**JOB 1**
Reproduce the passage of the lxml XPath question that begins with the words containing "I am trying" and ends with "print(external_xref.attrib)".
**JOB 2**
Continue the lxml XPath question past its final line.

**TEXT BLOCK**
>>>>
I am trying to extract an xml attribute parsable-cite
from the text
tag. I am parsing an xml from the url "https://www.congress.gov/118/bills/hr61/BILLS-118hr61ih.xml".
The code I'm using is the following (Replit here https://replit.com/join/ohhztxpqdr-aam88) and writing here for convenience:
from lxml import etree
import requests
response = requests.get(url)
xml_response = response.content
tree = etree.fromstring(xml_response)
result = tree.xpath("//text[contains(., 'is amended')]")
for r in result:
external_xref = r.find("external-xref")
print(external_xref.attrib)
I get an error conveying that I'm accessing None
and that the xpath didn't find the search.
AttributeError: 'NoneType' object has no attribute 'attrib'
When I use the same code and instead use the snippet of the text node directly, I get the following:
text = b’<text display-inline="no-display-inline">Section 4702 of the Matthew Shepard and James Byrd Jr. Hate Crimes Prevention Act (<external-xref legal-doc="usc" parsable-cite="usc/18/249">18 U.S.C. 249</external-xref> note) is amended by adding at the end the following: </text>’
tree = etree.fromstring(text)
<<<<
**PROVIDED RECORDS**
>>>>
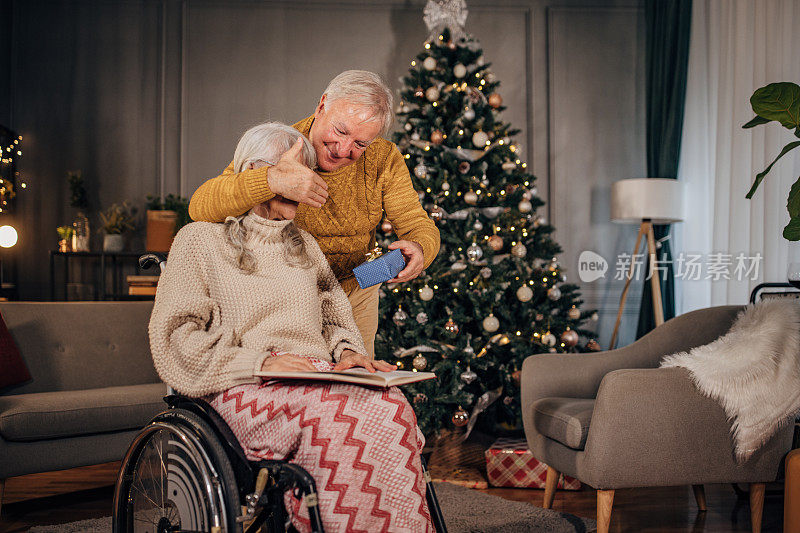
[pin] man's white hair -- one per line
(364, 88)
(267, 142)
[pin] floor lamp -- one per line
(645, 201)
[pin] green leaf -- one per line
(792, 230)
(778, 101)
(757, 121)
(760, 176)
(793, 203)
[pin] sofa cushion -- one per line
(565, 420)
(49, 415)
(14, 369)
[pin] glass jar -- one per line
(81, 233)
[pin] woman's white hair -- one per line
(364, 88)
(267, 142)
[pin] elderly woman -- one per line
(256, 293)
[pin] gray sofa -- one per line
(615, 420)
(93, 386)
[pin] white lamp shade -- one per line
(657, 199)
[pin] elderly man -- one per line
(359, 176)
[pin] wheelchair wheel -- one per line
(176, 478)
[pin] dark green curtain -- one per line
(668, 24)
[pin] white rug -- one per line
(465, 511)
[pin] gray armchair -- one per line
(615, 420)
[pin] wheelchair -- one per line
(185, 472)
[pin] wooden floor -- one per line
(84, 493)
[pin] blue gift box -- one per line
(383, 268)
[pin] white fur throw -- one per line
(753, 371)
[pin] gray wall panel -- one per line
(150, 97)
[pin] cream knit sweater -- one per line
(213, 324)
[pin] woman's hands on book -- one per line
(351, 359)
(287, 363)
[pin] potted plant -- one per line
(780, 102)
(164, 219)
(65, 234)
(117, 220)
<<<<
**OUTPUT 1**
I am trying to extract an xml attribute parsable-cite
from the text
tag. I am parsing an xml from the url "https://www.congress.gov/118/bills/hr61/BILLS-118hr61ih.xml".
The code I'm using is the following (Replit here https://replit.com/join/ohhztxpqdr-aam88) and writing here for convenience:
from lxml import etree
import requests
response = requests.get(url)
xml_response = response.content
tree = etree.fromstring(xml_response)
result = tree.xpath("//text[contains(., 'is amended')]")
for r in result:
external_xref = r.find("external-xref")
print(external_xref.attrib)

**OUTPUT 2**
result = tree.xpath("//text[contains(., 'is amended')]")
for r in result:
external_xref = r.find("external-xref")
print(external_xref.attrib)
{'legal-doc': 'usc', 'parsable-cite': 'usc/18/249'}
The issue seems to come from processing the content from the url directly. Any recommendations on how to proceed?
Thanks
In https://www.congress.gov/118/bills/hr61/BILLS-118hr61ih.xml, there are two text
elements that contain the string "is amended". But only one of them (the second one) has an external-xref
child element.
The following update of the code will produce the wanted output:
for r in result:
external_xref = r.find("external-xref")
if external_xref is not None: # Check if there actually is an external-xref
print(external_xref.attrib)